━━ INFORMATION PROVIDED
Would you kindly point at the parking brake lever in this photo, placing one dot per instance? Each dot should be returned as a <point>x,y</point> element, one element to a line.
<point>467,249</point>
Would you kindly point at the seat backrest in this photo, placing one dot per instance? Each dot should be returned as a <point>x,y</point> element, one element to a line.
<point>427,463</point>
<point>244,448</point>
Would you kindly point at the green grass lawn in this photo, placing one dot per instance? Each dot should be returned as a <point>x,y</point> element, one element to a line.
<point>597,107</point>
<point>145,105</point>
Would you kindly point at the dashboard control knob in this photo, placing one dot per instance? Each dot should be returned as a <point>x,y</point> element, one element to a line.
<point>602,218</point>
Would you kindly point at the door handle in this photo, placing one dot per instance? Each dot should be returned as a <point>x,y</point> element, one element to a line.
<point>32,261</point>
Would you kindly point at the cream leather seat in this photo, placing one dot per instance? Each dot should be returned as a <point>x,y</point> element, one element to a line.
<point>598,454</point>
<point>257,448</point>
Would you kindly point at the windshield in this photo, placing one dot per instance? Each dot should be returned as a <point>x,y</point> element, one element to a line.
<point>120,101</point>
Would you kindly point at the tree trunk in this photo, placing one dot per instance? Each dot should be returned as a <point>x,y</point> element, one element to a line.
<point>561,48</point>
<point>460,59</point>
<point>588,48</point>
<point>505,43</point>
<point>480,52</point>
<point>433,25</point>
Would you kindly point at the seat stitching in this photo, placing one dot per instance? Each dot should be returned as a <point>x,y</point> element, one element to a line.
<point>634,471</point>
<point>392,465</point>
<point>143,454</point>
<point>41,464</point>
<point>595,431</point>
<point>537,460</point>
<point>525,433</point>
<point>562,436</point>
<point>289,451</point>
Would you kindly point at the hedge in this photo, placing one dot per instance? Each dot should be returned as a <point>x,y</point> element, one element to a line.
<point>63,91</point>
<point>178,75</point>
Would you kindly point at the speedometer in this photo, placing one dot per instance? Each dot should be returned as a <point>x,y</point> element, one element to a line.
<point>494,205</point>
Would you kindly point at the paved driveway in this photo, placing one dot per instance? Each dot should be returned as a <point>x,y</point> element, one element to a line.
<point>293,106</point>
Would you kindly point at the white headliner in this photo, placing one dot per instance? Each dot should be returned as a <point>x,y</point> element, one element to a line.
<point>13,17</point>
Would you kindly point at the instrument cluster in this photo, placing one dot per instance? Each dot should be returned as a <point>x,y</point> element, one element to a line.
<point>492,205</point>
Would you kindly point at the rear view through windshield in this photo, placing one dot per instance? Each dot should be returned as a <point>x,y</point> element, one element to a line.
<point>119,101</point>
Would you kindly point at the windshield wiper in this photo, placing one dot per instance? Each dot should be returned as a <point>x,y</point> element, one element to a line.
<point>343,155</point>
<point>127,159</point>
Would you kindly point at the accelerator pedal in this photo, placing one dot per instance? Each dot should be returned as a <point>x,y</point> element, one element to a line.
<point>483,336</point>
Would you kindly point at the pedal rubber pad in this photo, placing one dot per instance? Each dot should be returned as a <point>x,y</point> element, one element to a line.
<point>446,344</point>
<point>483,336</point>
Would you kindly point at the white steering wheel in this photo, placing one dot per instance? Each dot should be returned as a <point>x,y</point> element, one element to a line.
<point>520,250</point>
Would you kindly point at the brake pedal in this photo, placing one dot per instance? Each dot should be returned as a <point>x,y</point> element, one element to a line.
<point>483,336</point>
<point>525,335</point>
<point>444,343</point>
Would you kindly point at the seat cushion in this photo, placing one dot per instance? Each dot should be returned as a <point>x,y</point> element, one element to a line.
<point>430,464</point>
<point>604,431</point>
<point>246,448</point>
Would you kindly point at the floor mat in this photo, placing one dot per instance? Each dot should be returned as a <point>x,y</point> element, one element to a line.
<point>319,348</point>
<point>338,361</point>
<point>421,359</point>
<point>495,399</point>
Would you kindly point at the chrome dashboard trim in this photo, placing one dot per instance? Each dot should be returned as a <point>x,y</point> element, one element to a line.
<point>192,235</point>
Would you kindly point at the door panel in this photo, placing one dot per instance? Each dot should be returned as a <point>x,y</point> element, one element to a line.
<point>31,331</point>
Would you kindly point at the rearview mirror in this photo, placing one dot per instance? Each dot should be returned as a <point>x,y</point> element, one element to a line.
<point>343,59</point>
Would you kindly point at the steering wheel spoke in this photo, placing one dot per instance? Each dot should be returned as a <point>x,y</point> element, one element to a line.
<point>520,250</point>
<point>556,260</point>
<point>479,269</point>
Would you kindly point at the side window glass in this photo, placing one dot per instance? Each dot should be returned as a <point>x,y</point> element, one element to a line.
━━━━
**PROBLEM DESCRIPTION:**
Return all of the entries above exactly as they stand.

**ANSWER BOX:**
Would you kindly point at the parking brake lever in this photo, placing one dot per instance? Each dot should be returned as a <point>x,y</point> element, one element to a line.
<point>467,249</point>
Would you kindly point at the seat backrest in this photo, placing one dot per instance? Each dot should be returned as a <point>x,y</point> element, one element to a line.
<point>427,463</point>
<point>244,448</point>
Would you kindly point at the green grass lawn in this photo, placing one dot per instance? Each dot should be returned as a <point>x,y</point> element, one element to a line.
<point>597,107</point>
<point>145,105</point>
Would you kindly point at the dashboard control knob in this photo, placing one dot per instance? Each dot should be returned as a <point>x,y</point> element, one element to a line.
<point>602,218</point>
Would you kindly point at the door handle in this photo, placing one dot per instance? Each dot should be returned as a <point>x,y</point> element, one element to a line.
<point>32,261</point>
Would you kindly point at the cream leather seat in this photo, placing one dot per instance? Each dot should be returned as a <point>x,y</point> element, one element to a line.
<point>598,454</point>
<point>257,448</point>
Would you kindly point at the windshield in this photo, placing one dot per instance? Each dot should be returned as a <point>x,y</point> element, one element to a line.
<point>120,101</point>
Would you kindly point at the tree trunk in this photo, placing one dot per instance? Each dot should be returned as a <point>x,y</point> element, one element to a line.
<point>561,48</point>
<point>460,59</point>
<point>588,48</point>
<point>505,43</point>
<point>480,52</point>
<point>433,25</point>
Would you kindly point at the seat stitching in this photo, placing one dot per instance? Each dot should be returned as a <point>x,y</point> element, one element to a line.
<point>634,471</point>
<point>392,465</point>
<point>143,454</point>
<point>41,464</point>
<point>595,431</point>
<point>537,460</point>
<point>525,433</point>
<point>562,436</point>
<point>289,451</point>
Would you kindly point at the hedge in this photo, placing one dot per instance? Each dot should be returned as a <point>x,y</point> element, one element to a line.
<point>63,91</point>
<point>178,75</point>
Would you kindly point at the speedometer in this photo, placing one dot per instance? Each dot should be returned as a <point>x,y</point> element, one element to a line.
<point>494,205</point>
Would you kindly point at the paved driveway in this photo, placing one dot per instance? Each dot should be returned as a <point>x,y</point> element, one element to a line.
<point>293,106</point>
Would you kindly point at the white headliner in this photo, placing one dot per instance? Each dot should be returned as a <point>x,y</point> element, one element to a line.
<point>13,17</point>
Would you kindly point at the instrument cluster in this photo, placing one dot per instance? Each dot should be returned as a <point>x,y</point> element, one element to a line.
<point>492,205</point>
Would you kindly point at the rear view through windshield in this photo, placing one dot per instance? Each dot should be returned as a <point>x,y</point> element, one element to a line.
<point>119,101</point>
Would you kindly point at the windshield wiper in this photo, placing one dot per instance? Each dot should be returned as a <point>x,y</point> element, one element to a line.
<point>343,155</point>
<point>127,159</point>
Would you kindly point at the accelerator pedal in this photo, placing one dot per instance? Each dot should be returned as a <point>x,y</point> element, one element to a line.
<point>483,336</point>
Would you kindly point at the pedal rubber pad in this photo, placing one dot per instance? Each dot should be returned as a <point>x,y</point> element, one element to a line.
<point>446,344</point>
<point>483,336</point>
Would you kindly point at the white steering wheel in this photo, placing one dot per instance? Each dot should be returned as a <point>x,y</point> element, one element to a line.
<point>520,250</point>
Would you kindly point at the brake pedal in this photo, placing one dot per instance? Each dot should be returned as a <point>x,y</point> element, one element to a line.
<point>483,336</point>
<point>525,335</point>
<point>444,343</point>
Would you kindly point at the seat cushion in this photo, placing one dot per instance? Each dot should be returned as a <point>x,y</point> element, one element to a line.
<point>430,464</point>
<point>604,431</point>
<point>246,448</point>
Would you kindly point at the floor mat in this photo, placing one dot per instance? Each dot should be returned as a <point>x,y</point> element, one element to a line.
<point>319,348</point>
<point>338,361</point>
<point>421,359</point>
<point>495,399</point>
Would you kindly point at the chrome dashboard trim in this photo, placing one dot per instance? Each dot should be returned as a <point>x,y</point> element, one element to a line.
<point>192,235</point>
Would you kindly point at the door panel in this photo, placing one dot per instance? Each dot should be returned as a <point>x,y</point> element, one element to a line.
<point>31,331</point>
Would you kindly point at the rearview mirror in this photo, placing one dot per instance? Each dot should be returned as a <point>x,y</point> element, one element to a line.
<point>343,59</point>
Would you kindly point at the steering wheel spoke in this photo, placing one dot per instance? Each dot should be returned as a <point>x,y</point> element, one element to a line.
<point>520,250</point>
<point>556,260</point>
<point>479,269</point>
Would you kindly point at the side window glass in this photo, placing one dot per instance? Each dot should be returned as a <point>x,y</point> element, one element to a line.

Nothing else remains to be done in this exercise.